Format every line of the records below as a JSON list of strings, one string per line, with blank lines omitted.

• Source material:

**********

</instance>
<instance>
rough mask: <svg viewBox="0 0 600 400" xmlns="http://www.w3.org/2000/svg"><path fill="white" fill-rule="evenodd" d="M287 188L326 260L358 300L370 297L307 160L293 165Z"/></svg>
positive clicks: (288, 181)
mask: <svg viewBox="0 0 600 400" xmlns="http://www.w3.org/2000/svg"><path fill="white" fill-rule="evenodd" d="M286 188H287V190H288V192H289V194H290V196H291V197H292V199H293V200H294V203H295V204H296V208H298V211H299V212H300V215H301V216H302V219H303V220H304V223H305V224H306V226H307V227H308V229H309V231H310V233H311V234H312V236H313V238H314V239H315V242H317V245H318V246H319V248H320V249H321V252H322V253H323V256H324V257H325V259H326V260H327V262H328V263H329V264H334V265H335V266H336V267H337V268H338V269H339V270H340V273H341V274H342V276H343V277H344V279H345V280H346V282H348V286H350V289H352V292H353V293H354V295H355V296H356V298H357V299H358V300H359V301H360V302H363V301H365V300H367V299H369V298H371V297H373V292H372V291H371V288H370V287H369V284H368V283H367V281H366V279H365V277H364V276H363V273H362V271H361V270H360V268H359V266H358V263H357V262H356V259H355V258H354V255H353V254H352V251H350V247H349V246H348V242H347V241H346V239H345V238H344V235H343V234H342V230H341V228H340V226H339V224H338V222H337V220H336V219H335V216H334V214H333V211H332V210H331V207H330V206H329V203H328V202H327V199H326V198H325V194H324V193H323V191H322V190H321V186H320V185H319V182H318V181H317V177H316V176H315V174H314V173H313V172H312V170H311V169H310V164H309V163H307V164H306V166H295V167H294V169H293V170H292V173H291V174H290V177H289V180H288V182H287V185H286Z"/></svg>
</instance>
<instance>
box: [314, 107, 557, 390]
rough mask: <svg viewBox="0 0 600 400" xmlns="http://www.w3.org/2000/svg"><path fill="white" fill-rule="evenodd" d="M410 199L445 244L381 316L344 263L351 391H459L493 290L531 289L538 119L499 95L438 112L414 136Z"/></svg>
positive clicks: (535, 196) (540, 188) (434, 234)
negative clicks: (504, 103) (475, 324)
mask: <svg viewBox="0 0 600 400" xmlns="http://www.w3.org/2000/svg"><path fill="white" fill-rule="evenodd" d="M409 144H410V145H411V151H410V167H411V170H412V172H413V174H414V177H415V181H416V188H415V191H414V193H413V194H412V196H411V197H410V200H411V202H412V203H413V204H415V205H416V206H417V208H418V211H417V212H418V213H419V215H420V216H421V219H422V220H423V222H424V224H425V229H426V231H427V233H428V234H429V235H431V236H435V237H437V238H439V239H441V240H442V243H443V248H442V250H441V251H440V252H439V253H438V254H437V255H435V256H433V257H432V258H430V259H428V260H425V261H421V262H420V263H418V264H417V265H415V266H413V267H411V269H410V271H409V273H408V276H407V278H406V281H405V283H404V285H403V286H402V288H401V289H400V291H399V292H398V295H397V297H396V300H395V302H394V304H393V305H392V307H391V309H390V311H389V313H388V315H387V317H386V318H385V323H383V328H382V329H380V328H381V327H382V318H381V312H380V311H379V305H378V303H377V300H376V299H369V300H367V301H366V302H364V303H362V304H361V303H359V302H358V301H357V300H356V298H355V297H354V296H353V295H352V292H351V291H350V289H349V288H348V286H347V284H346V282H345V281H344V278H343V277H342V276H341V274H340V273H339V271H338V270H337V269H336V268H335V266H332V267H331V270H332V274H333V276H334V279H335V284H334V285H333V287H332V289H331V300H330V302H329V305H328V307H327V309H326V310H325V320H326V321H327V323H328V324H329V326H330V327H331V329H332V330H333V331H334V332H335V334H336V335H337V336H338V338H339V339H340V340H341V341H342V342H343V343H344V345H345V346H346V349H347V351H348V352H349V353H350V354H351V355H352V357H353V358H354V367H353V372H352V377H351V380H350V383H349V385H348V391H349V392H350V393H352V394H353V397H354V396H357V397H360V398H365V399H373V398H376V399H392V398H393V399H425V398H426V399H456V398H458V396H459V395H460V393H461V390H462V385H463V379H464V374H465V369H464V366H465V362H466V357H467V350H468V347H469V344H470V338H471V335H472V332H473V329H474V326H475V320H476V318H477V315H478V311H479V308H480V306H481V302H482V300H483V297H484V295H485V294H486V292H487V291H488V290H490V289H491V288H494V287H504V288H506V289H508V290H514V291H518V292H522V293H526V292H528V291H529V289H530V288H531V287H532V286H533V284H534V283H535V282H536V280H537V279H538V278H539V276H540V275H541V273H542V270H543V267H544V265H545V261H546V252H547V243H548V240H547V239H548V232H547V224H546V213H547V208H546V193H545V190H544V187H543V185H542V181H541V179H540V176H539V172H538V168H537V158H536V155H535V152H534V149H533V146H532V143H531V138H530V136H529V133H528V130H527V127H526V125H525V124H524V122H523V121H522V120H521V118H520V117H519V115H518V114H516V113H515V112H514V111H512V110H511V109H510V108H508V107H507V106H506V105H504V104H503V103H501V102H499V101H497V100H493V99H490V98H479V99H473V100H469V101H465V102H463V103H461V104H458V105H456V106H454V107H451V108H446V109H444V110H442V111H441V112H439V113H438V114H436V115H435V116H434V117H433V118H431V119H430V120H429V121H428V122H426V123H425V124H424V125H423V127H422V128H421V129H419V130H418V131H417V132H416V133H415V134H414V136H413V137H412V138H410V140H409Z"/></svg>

**********

• Reply to the task:
[
  "</instance>",
  "<instance>",
  "rough mask: <svg viewBox=\"0 0 600 400\" xmlns=\"http://www.w3.org/2000/svg\"><path fill=\"white\" fill-rule=\"evenodd\" d=\"M287 188L326 260L358 300L370 297L307 160L293 165Z\"/></svg>",
  "positive clicks: (288, 181)",
  "mask: <svg viewBox=\"0 0 600 400\" xmlns=\"http://www.w3.org/2000/svg\"><path fill=\"white\" fill-rule=\"evenodd\" d=\"M286 188H287V190H288V192H289V194H290V196H291V197H292V199H293V200H294V203H295V204H296V208H298V211H299V212H300V215H301V216H302V219H303V220H304V223H305V224H306V226H307V227H308V229H309V231H310V233H311V234H312V236H313V238H314V239H315V242H317V245H318V246H319V248H320V249H321V252H322V253H323V256H324V257H325V259H326V260H327V262H328V263H329V264H334V265H335V266H336V267H337V268H338V269H339V270H340V273H341V274H342V276H343V277H344V279H345V280H346V282H348V286H350V289H352V292H353V293H354V295H355V296H356V298H357V299H358V300H359V301H360V302H363V301H365V300H367V299H369V298H371V297H373V292H372V291H371V288H370V287H369V284H368V283H367V281H366V279H365V277H364V276H363V273H362V271H361V270H360V268H359V266H358V263H357V262H356V259H355V258H354V255H353V254H352V251H350V247H349V246H348V242H347V241H346V239H345V238H344V235H343V234H342V230H341V228H340V226H339V224H338V222H337V220H336V219H335V216H334V214H333V211H332V210H331V207H330V206H329V203H328V202H327V199H326V198H325V194H324V193H323V191H322V190H321V186H320V185H319V182H318V181H317V177H316V176H315V174H314V173H313V172H312V170H311V169H310V164H309V163H307V164H306V166H295V167H294V169H293V170H292V173H291V174H290V177H289V180H288V182H287V185H286Z\"/></svg>",
  "</instance>",
  "<instance>",
  "box: [314, 107, 557, 390]",
  "rough mask: <svg viewBox=\"0 0 600 400\" xmlns=\"http://www.w3.org/2000/svg\"><path fill=\"white\" fill-rule=\"evenodd\" d=\"M410 199L445 244L381 316L344 263L351 391H459L493 290L531 289L538 119L499 95L438 112L414 136Z\"/></svg>",
  "positive clicks: (535, 196) (540, 188) (434, 234)",
  "negative clicks: (504, 103) (475, 324)",
  "mask: <svg viewBox=\"0 0 600 400\" xmlns=\"http://www.w3.org/2000/svg\"><path fill=\"white\" fill-rule=\"evenodd\" d=\"M409 144H410V145H411V151H410V167H411V170H412V172H413V174H414V177H415V181H416V188H415V191H414V193H413V194H412V196H411V197H410V200H411V202H412V203H413V204H415V205H416V206H417V208H418V211H417V212H418V213H419V215H420V216H421V219H422V220H423V222H424V224H425V229H426V231H427V233H428V234H429V235H431V236H435V237H437V238H439V239H441V240H442V243H443V248H442V250H441V251H440V252H439V253H438V254H437V255H435V256H433V257H432V258H430V259H428V260H425V261H421V262H420V263H418V264H417V265H415V266H413V267H411V269H410V271H409V273H408V276H407V278H406V281H405V283H404V285H403V286H402V288H401V289H400V291H399V292H398V295H397V297H396V300H395V302H394V304H393V305H392V307H391V309H390V311H389V313H388V315H387V317H386V318H385V323H383V328H382V329H380V328H381V327H382V318H381V312H380V311H379V305H378V303H377V300H376V299H369V300H367V301H366V302H364V303H362V304H361V303H359V302H358V301H357V300H356V298H355V297H354V296H353V295H352V292H351V291H350V289H349V288H348V286H347V284H346V282H345V281H344V278H343V277H342V276H341V274H340V273H339V271H338V270H337V269H336V268H335V266H332V267H331V270H332V274H333V276H334V279H335V284H334V285H333V287H332V289H331V300H330V302H329V305H328V307H327V309H326V310H325V320H326V321H327V323H328V324H329V326H330V327H331V329H332V330H333V331H334V332H335V334H336V335H337V336H338V338H339V339H340V340H341V341H342V342H343V343H344V345H345V346H346V349H347V351H348V352H349V353H350V354H351V355H352V357H353V358H354V367H353V372H352V377H351V380H350V383H349V385H348V391H349V392H350V393H352V394H353V397H354V396H357V397H360V398H365V399H373V398H376V399H392V398H393V399H425V398H426V399H456V398H458V396H459V395H460V393H461V390H462V385H463V379H464V374H465V369H464V366H465V362H466V357H467V350H468V347H469V344H470V338H471V335H472V332H473V329H474V326H475V320H476V318H477V315H478V311H479V308H480V306H481V302H482V300H483V297H484V295H485V294H486V292H487V291H488V290H490V289H491V288H494V287H504V288H506V289H508V290H514V291H518V292H522V293H526V292H528V291H529V289H530V288H531V287H532V286H533V284H534V283H535V282H536V280H537V279H538V278H539V276H540V275H541V273H542V270H543V267H544V265H545V261H546V252H547V243H548V240H547V239H548V232H547V224H546V213H547V208H546V193H545V190H544V187H543V185H542V181H541V179H540V176H539V172H538V168H537V158H536V155H535V152H534V149H533V146H532V143H531V138H530V136H529V133H528V130H527V127H526V125H525V124H524V122H523V121H522V120H521V118H520V117H519V115H518V114H516V113H515V112H514V111H512V110H511V109H510V108H508V107H507V106H506V105H504V104H503V103H501V102H499V101H497V100H493V99H490V98H479V99H473V100H469V101H465V102H463V103H461V104H458V105H456V106H454V107H451V108H446V109H444V110H442V111H441V112H439V113H438V114H436V115H435V116H434V117H433V118H431V119H430V120H429V121H428V122H426V123H425V124H424V125H423V127H422V128H421V129H419V130H418V131H417V132H416V133H415V134H414V136H413V137H412V138H410V140H409Z\"/></svg>"
]